* _OBJECTIVE_:
Please collect every line in the rows below that contains the word "picture", with case counting.
======== DATASET RECORDS
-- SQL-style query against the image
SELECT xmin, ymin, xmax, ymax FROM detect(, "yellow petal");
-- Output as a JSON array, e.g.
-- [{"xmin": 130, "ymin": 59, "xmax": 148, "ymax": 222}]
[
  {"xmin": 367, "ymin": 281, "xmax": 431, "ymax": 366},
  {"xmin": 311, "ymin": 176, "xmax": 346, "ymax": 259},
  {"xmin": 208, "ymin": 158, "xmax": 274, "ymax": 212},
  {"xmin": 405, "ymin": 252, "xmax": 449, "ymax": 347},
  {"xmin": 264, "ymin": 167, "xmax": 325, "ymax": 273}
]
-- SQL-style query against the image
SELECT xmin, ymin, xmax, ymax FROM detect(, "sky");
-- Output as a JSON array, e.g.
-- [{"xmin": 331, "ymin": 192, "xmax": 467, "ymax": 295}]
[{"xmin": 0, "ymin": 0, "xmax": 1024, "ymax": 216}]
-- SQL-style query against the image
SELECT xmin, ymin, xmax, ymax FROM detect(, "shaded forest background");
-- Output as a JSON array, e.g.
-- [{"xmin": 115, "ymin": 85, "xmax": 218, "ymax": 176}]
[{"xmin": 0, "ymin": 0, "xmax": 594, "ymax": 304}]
================
======== DATASET RECORDS
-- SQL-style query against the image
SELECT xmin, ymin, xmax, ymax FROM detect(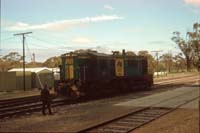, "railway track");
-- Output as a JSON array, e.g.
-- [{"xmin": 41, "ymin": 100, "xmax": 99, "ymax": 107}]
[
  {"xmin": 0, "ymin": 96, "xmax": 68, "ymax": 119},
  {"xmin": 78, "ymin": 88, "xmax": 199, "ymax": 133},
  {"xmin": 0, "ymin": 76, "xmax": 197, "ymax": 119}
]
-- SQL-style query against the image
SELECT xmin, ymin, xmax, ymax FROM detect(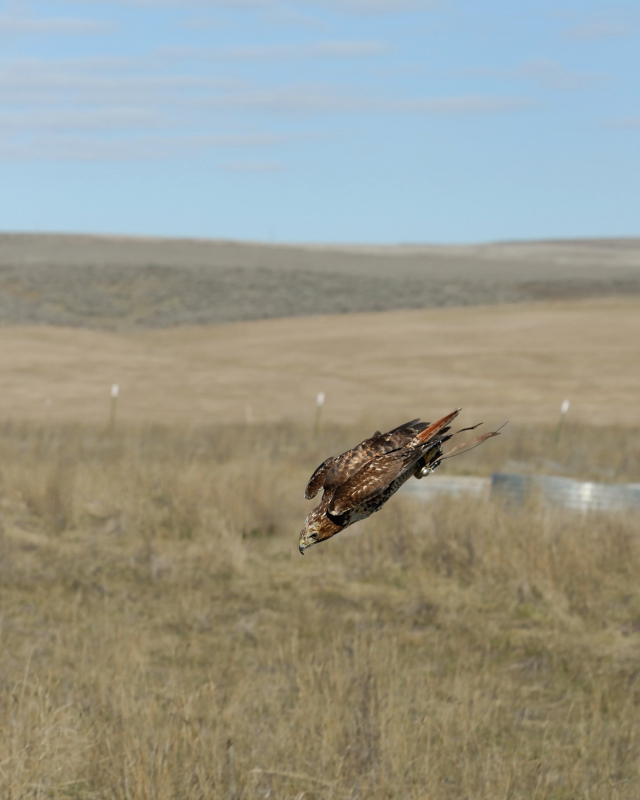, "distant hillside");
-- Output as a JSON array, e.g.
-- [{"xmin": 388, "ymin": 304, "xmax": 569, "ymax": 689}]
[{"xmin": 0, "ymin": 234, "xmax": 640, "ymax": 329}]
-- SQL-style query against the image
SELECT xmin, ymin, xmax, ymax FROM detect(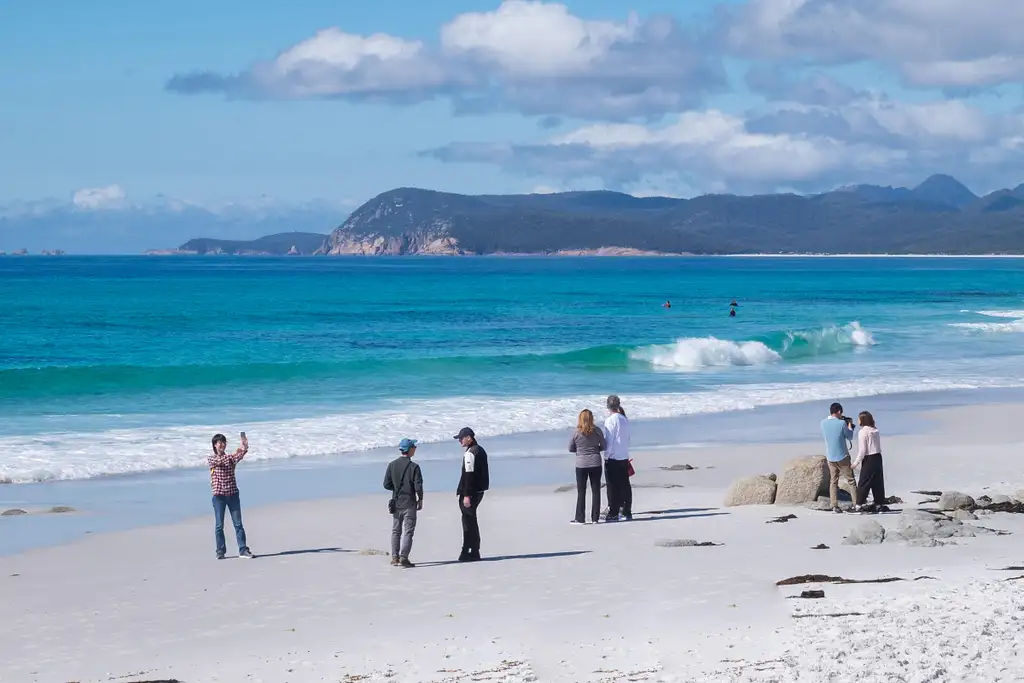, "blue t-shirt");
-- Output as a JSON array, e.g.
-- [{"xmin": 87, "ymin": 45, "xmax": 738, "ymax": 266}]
================
======== DATASET RECORDS
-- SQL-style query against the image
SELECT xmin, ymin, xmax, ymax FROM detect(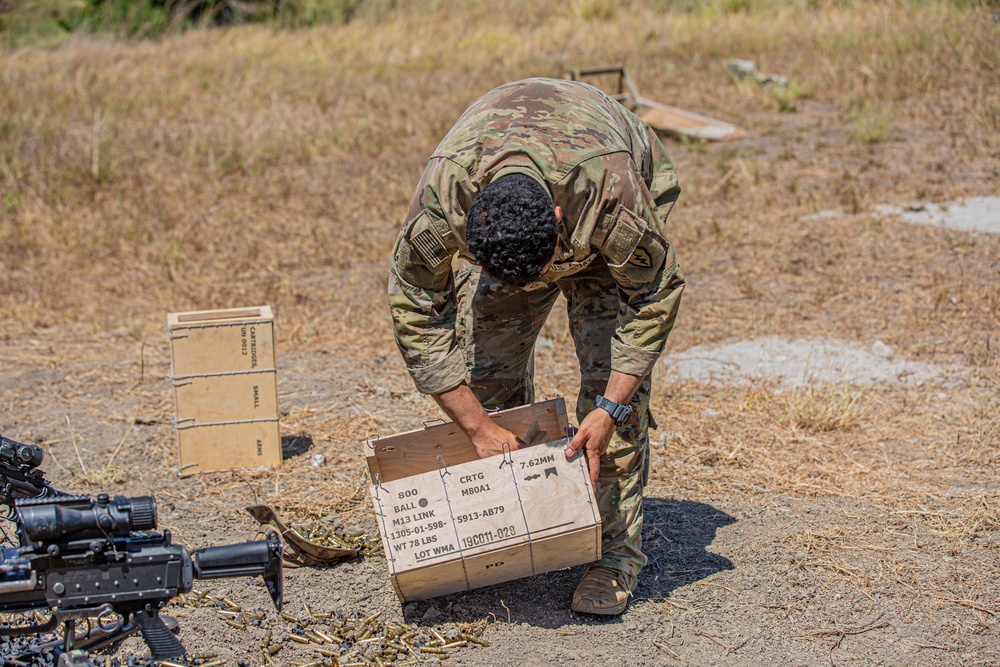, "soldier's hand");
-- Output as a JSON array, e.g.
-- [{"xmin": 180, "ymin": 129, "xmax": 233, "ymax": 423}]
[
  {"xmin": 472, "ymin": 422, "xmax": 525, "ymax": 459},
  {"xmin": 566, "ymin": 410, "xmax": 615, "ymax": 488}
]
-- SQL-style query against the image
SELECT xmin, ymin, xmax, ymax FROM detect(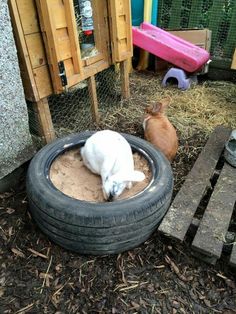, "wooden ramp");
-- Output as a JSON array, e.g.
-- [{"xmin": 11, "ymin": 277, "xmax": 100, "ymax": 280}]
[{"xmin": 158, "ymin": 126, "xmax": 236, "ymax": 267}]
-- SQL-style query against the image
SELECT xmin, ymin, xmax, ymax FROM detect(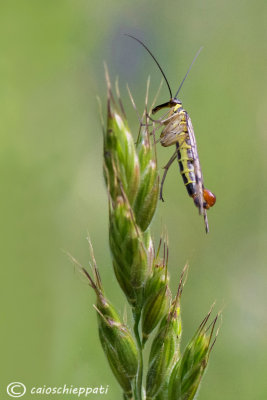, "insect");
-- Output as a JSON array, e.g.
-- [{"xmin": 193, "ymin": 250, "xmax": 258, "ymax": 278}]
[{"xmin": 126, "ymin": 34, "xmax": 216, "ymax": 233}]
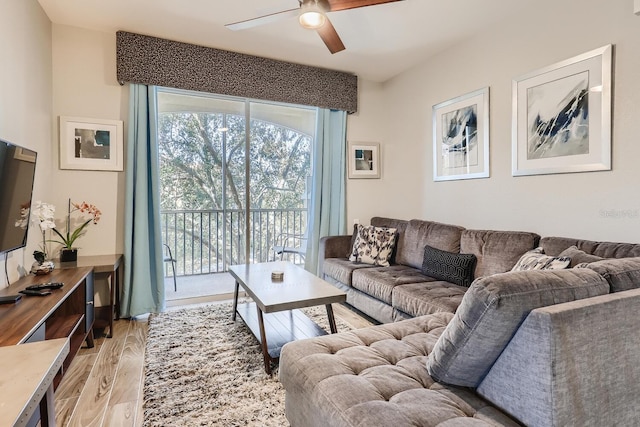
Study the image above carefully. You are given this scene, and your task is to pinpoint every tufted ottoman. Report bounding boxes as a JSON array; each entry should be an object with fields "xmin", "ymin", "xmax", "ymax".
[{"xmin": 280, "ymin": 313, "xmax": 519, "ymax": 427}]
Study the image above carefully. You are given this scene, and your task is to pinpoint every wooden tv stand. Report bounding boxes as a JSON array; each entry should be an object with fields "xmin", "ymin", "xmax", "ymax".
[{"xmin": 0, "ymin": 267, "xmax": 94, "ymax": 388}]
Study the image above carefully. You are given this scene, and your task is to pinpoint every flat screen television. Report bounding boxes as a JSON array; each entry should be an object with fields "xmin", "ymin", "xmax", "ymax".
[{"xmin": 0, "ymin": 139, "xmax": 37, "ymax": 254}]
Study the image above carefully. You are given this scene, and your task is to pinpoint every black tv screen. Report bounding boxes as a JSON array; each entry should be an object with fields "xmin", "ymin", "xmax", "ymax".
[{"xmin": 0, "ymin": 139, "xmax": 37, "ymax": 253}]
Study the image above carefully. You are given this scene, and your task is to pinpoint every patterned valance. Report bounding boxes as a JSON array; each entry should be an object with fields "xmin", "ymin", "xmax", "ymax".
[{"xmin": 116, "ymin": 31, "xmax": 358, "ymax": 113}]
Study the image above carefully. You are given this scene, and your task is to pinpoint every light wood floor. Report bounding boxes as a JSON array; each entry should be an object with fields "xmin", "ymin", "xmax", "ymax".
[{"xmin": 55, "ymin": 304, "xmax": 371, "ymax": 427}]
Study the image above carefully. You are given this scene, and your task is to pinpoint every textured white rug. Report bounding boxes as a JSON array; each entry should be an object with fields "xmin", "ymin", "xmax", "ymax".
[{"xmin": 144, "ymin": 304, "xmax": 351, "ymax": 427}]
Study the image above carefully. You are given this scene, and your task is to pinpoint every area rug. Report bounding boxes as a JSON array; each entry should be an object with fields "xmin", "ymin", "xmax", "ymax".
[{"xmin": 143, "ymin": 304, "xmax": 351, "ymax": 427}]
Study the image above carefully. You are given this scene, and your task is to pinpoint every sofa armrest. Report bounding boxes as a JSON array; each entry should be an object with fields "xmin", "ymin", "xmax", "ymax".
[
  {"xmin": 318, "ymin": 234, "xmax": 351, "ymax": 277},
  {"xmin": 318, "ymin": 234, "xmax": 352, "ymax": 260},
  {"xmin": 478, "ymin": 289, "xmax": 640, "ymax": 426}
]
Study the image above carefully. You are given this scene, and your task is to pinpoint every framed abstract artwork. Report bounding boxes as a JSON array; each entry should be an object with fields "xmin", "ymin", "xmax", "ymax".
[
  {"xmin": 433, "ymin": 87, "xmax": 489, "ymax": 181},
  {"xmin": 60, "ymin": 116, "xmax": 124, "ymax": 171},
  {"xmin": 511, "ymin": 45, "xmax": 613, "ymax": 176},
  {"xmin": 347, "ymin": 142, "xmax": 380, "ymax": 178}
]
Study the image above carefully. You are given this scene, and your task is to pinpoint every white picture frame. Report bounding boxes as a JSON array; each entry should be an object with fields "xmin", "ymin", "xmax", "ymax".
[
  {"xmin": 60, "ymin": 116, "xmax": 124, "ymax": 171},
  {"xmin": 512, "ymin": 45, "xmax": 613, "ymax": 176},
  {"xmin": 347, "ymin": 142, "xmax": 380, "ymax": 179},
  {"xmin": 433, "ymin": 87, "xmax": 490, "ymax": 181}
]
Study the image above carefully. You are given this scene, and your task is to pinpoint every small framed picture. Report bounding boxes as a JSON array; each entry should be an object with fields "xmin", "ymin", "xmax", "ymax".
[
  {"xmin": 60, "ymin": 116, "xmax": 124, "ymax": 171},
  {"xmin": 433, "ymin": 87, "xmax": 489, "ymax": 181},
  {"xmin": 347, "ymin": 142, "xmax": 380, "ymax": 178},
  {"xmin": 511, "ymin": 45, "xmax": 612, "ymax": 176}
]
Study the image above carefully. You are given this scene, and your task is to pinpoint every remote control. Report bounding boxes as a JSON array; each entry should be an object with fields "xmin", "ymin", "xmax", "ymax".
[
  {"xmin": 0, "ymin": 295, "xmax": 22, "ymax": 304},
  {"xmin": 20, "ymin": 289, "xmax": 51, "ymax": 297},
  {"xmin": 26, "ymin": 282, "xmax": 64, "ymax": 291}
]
================
* _RESPONSE_:
Study the image above carefully. You are given this scene, and your task is to pinpoint every white picture frame. Report bounding boxes as a JSON array; each entry should be an object with fields "xmin", "ymin", "xmax", "ymax".
Study the image above carefully. You are given this scene, and your task is to pinpoint every small framed picture. Report bounding boxes as a JSON array; each entry should be an object with fields "xmin", "ymin", "xmax", "ymax".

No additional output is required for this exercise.